═════ Records to process
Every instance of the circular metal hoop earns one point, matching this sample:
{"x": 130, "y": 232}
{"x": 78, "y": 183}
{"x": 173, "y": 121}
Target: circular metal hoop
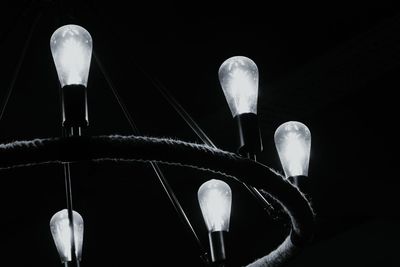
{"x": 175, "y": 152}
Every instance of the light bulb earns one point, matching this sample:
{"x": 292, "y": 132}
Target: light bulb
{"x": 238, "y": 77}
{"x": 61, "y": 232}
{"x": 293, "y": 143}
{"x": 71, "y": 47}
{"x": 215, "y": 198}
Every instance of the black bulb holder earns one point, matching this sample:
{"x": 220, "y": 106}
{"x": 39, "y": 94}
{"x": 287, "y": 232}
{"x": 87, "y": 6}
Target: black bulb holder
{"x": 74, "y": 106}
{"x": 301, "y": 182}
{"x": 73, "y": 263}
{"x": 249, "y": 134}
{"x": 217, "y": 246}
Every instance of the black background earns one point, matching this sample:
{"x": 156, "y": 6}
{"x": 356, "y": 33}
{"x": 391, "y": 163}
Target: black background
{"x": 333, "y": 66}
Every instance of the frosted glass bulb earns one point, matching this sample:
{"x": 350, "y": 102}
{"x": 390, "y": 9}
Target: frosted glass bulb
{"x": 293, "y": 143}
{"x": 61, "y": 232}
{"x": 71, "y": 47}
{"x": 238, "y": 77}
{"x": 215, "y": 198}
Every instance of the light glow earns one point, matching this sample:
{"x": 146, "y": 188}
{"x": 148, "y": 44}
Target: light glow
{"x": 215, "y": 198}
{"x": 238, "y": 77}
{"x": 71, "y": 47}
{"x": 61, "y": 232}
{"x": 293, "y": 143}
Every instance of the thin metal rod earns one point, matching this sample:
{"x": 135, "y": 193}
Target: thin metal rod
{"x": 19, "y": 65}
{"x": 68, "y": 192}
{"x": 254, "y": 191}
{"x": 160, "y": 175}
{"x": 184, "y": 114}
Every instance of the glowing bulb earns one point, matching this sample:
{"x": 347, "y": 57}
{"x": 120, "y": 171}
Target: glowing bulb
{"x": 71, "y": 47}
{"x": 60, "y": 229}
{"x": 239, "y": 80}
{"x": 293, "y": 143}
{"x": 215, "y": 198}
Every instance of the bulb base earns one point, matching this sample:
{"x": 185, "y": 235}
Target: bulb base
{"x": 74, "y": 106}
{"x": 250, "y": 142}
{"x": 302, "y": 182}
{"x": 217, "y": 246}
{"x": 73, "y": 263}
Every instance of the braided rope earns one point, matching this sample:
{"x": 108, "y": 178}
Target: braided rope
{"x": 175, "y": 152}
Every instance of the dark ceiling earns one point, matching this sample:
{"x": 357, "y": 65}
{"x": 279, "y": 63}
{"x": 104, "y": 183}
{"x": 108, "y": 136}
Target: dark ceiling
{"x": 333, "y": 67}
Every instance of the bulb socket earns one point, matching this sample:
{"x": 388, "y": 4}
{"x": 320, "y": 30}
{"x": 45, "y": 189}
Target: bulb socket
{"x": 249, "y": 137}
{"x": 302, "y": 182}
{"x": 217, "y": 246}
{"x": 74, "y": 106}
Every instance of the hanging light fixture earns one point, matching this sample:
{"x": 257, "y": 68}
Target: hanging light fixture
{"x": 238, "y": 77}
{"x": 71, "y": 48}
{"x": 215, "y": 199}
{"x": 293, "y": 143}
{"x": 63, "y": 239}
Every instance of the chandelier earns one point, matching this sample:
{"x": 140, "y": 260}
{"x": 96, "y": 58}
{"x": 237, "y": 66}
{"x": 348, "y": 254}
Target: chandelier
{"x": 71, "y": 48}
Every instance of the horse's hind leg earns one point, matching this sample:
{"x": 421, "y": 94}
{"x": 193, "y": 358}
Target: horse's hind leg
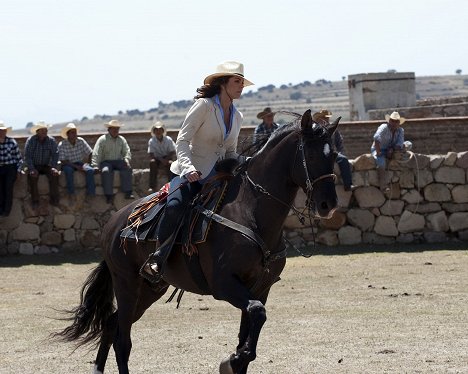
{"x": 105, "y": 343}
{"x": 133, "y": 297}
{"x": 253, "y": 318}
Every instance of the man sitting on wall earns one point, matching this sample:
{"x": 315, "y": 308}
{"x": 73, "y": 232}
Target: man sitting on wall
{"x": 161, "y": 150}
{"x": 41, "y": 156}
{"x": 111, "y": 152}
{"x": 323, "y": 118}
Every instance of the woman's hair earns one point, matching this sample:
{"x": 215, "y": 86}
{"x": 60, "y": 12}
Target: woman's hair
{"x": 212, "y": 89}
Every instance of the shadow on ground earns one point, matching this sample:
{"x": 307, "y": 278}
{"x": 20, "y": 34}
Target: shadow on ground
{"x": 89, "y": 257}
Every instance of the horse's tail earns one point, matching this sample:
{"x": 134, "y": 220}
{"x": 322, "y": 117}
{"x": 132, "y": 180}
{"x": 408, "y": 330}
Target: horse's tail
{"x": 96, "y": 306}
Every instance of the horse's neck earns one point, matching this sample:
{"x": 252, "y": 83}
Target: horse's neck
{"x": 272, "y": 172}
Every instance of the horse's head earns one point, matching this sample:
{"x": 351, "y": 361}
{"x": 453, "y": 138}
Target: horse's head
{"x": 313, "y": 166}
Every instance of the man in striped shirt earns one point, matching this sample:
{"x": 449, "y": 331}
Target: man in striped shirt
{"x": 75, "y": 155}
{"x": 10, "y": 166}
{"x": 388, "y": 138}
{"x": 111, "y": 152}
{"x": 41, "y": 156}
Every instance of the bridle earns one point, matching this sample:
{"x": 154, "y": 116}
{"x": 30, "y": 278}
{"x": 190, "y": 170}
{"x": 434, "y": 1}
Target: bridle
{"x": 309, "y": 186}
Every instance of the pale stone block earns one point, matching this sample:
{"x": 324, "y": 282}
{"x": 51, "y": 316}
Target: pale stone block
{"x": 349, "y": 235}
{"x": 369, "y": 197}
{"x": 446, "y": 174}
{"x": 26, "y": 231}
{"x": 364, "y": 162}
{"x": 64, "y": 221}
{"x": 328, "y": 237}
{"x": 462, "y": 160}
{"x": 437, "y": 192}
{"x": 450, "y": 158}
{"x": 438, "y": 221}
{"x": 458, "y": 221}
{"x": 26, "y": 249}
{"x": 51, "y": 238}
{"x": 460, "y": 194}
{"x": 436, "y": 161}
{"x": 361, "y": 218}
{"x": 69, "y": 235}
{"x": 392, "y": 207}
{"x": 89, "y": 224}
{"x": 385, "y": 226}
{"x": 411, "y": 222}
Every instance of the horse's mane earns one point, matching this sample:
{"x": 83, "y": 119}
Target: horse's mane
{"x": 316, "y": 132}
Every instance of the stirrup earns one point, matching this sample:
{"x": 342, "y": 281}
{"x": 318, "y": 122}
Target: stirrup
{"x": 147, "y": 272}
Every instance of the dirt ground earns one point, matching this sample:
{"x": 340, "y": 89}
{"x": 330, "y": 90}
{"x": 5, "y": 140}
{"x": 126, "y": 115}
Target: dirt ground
══════════
═════ Records to process
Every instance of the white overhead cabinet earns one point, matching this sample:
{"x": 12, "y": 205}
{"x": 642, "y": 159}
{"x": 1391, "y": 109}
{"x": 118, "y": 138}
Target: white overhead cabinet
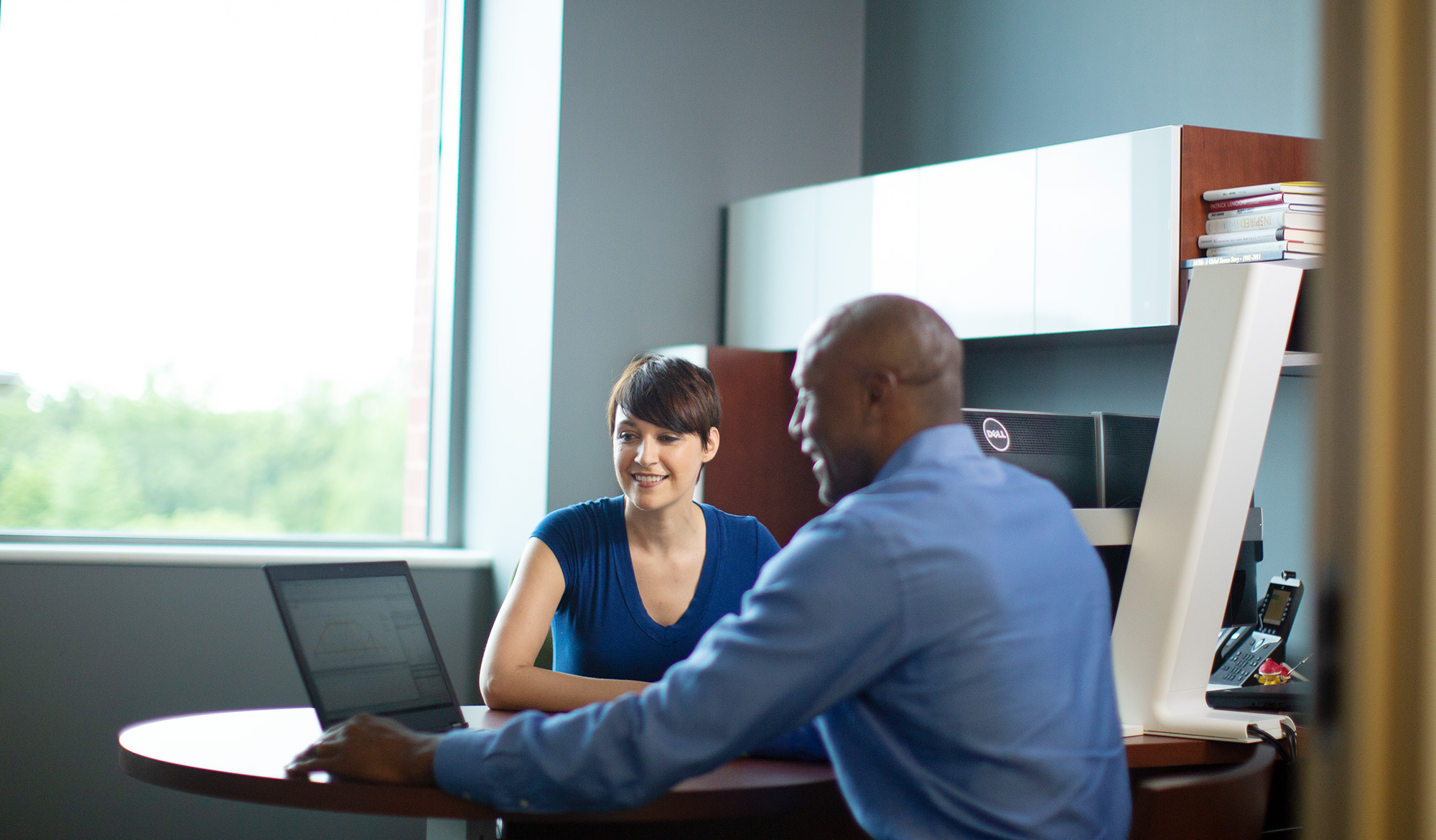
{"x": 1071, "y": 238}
══════════
● **Stated exercise**
Identify every line in the items above that contains the string "block". Case counts, and each line should be copied in full.

● **The reply**
Every instance of the pale stone block earns one point, matching this sample:
Target: pale stone block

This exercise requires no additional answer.